[Collected data]
· · · · · · ·

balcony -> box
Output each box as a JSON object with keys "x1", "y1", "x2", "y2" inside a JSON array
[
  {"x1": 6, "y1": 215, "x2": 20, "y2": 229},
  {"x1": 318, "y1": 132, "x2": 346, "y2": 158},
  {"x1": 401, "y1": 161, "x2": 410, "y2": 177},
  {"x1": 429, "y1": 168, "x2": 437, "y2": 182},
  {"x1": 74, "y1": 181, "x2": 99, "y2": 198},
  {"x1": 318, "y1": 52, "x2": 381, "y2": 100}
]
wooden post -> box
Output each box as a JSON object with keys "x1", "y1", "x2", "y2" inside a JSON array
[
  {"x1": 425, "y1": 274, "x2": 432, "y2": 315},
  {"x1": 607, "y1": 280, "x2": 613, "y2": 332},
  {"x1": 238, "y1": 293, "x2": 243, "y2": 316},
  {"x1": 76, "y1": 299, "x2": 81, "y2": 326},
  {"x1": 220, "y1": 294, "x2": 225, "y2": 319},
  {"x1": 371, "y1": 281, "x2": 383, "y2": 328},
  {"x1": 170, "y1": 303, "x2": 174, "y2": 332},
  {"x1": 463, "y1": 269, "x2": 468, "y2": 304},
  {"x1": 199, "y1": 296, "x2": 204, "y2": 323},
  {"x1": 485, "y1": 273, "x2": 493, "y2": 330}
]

· · · · · · ·

▶ What to produce: A verbatim reproduction of all the records above is the expected answer.

▶ Solution below:
balcony -> box
Output each box as a JSON object with keys "x1", "y1", "x2", "y2" inside a JSON array
[
  {"x1": 6, "y1": 215, "x2": 20, "y2": 229},
  {"x1": 318, "y1": 132, "x2": 346, "y2": 158},
  {"x1": 401, "y1": 161, "x2": 410, "y2": 177},
  {"x1": 429, "y1": 168, "x2": 437, "y2": 182},
  {"x1": 74, "y1": 181, "x2": 99, "y2": 198},
  {"x1": 318, "y1": 52, "x2": 381, "y2": 100}
]
wooden post -> box
Output each box as a JSON object with keys "x1", "y1", "x2", "y2" inside a JSON array
[
  {"x1": 425, "y1": 274, "x2": 432, "y2": 315},
  {"x1": 607, "y1": 280, "x2": 613, "y2": 332},
  {"x1": 238, "y1": 293, "x2": 243, "y2": 316},
  {"x1": 76, "y1": 299, "x2": 81, "y2": 326},
  {"x1": 220, "y1": 294, "x2": 225, "y2": 319},
  {"x1": 371, "y1": 281, "x2": 383, "y2": 328},
  {"x1": 170, "y1": 303, "x2": 174, "y2": 332},
  {"x1": 463, "y1": 269, "x2": 468, "y2": 304},
  {"x1": 199, "y1": 296, "x2": 204, "y2": 323},
  {"x1": 485, "y1": 273, "x2": 493, "y2": 330}
]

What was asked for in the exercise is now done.